EXERCISE TASK A:
Please express the records as a JSON list of strings, one string per line with blank lines left out, starting at the line that contains "TARGET = rooftop lantern" and ending at the last line of the records.

PASSAGE GIVEN:
It was one of those moments you never forget. I had become friendly with The Reverend John Knoble, the Episcopal pastor of a local church in Westbrook, Connecticut, where I spend my summers. One day I happened to tell him that in 1945 I had been in one of the first integrated boot camp companies in the history of the U.S. Navy. I thought I was telling a cheerful story – about how black and white sailors amazed each other by getting along very well.

Father Knoble’s normally sanguine face darkened.  “My God,” he said. “I wish the American army had done something like that. I was an army chaplain. When the war with Japan ended, I was stationed on Okinawa, where we had an army of occupation. A hefty percentage of it was black. I was friendly with several of their chaplains. One day, four of them came to my room and told me a terrible story. I’ve never shared this with anyone – “

I did not have to encourage him to continue. He could see I was intensely interested.  “They told me, with awful grief in their voices, that the murder rate among the black soldiers on Okinawa was horrendous. Everyone had a gun and too many were quick to use it.  But the U.S Army refused to punish anyone for these crimes. They simply buried the dead and shipped the badly wounded back to America for treatment. The latest case was especially distressing.  One of their soldiers had killed a member of his company in broad daylight.”

Father Knoble gripped the arms of the chair in which he was sitting.   I sensed how difficult it was for him to continue.  “The black chaplains had asked the commanding general on Okinawa to hang the killer. It was their only hope of stopping more murders by him and those like him. But the general had ignored their letter. They asked me if I would write a letter, demanding that he act.”

For a moment I thought Father Knoble might weep.  He recovered his self-control and went on: “It was the most difficult moral and spiritual challenge I ever confronted. After two or three sleepless nights, I wrote the letter.  Within a week, the killer was arrested and court martialed. He was sentenced to death.”

EXERCISE TASK B:
In the passage about Father Knoble, rewrite the part starting at "It was one of" and ending at "along very well.", changing "cheerful" to "lighthearted".

THE INPUT:

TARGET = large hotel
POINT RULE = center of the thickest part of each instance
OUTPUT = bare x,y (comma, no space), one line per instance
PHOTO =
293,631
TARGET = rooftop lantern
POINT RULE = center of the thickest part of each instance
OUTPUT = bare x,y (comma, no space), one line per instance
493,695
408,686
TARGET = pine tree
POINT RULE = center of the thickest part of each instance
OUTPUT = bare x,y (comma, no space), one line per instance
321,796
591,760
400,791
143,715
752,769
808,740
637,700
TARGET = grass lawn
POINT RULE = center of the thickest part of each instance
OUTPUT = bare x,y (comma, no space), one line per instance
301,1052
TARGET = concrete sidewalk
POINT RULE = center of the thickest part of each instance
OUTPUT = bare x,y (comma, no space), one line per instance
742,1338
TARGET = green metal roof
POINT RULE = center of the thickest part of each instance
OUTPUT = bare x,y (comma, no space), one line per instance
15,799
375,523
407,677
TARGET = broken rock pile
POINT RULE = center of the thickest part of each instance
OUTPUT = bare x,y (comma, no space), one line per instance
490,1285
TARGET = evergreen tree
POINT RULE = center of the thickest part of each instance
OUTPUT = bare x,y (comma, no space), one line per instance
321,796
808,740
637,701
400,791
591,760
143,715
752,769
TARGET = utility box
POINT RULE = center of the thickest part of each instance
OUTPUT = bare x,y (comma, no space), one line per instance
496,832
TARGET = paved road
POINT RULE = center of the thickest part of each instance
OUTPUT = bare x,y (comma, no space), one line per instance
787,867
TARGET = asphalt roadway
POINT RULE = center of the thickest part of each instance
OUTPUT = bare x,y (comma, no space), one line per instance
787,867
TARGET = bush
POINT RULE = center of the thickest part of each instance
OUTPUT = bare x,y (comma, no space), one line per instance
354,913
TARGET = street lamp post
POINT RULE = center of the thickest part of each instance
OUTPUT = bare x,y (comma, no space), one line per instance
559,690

EXERCISE RESULT A:
[
  "TARGET = rooftop lantern",
  "POINT RULE = center of the thickest part of each instance",
  "OUTPUT = bare x,y (comma, no space), one line per instance",
  "493,695",
  "408,686",
  "TARGET = pine tree",
  "POINT RULE = center of the thickest part of each instance",
  "OUTPUT = bare x,y (comma, no space), one line per instance",
  "321,796",
  "591,760",
  "400,791",
  "143,715",
  "752,769",
  "808,740",
  "637,700",
  "TARGET = grass lawn",
  "POINT RULE = center of the thickest part of each instance",
  "OUTPUT = bare x,y (comma, no space), one line per instance",
  "301,1052",
  "TARGET = concrete sidewalk",
  "POINT RULE = center of the thickest part of each instance",
  "OUTPUT = bare x,y (comma, no space), one line per instance",
  "742,1338",
  "TARGET = green metal roof",
  "POINT RULE = center of the thickest part of each instance",
  "OUTPUT = bare x,y (comma, no space), one line per instance",
  "15,799",
  "375,523",
  "407,677",
  "TARGET = broken rock pile",
  "POINT RULE = center of the thickest part of each instance",
  "OUTPUT = bare x,y (comma, no space), one line per instance",
  "490,1285",
  "TARGET = evergreen tree",
  "POINT RULE = center of the thickest part of each instance",
  "OUTPUT = bare x,y (comma, no space), one line per instance",
  "321,796",
  "808,740",
  "637,701",
  "400,791",
  "591,760",
  "143,715",
  "752,769",
  "TARGET = utility box",
  "POINT RULE = center of the thickest part of each instance",
  "OUTPUT = bare x,y (comma, no space), one line per instance",
  "496,832",
  "TARGET = paved road",
  "POINT RULE = center of the thickest part of each instance",
  "OUTPUT = bare x,y (comma, no space), one line per instance",
  "787,867",
  "TARGET = asphalt roadway",
  "POINT RULE = center of the thickest part of each instance",
  "OUTPUT = bare x,y (comma, no space), one line per instance",
  "787,867",
  "TARGET = bush",
  "POINT RULE = center of the thickest part of each instance",
  "OUTPUT = bare x,y (comma, no space), one line per instance",
  "354,913",
  "TARGET = street lamp post",
  "POINT RULE = center of the thickest part of each instance",
  "OUTPUT = bare x,y (comma, no space), one line per instance",
  "559,690"
]

EXERCISE RESULT B:
It was one of those moments you never forget. I had become friendly with The Reverend John Knoble, the Episcopal pastor of a local church in Westbrook, Connecticut, where I spend my summers. One day I happened to tell him that in 1945 I had been in one of the first integrated boot camp companies in the history of the U.S. Navy. I thought I was telling a lighthearted story – about how black and white sailors amazed each other by getting along very well.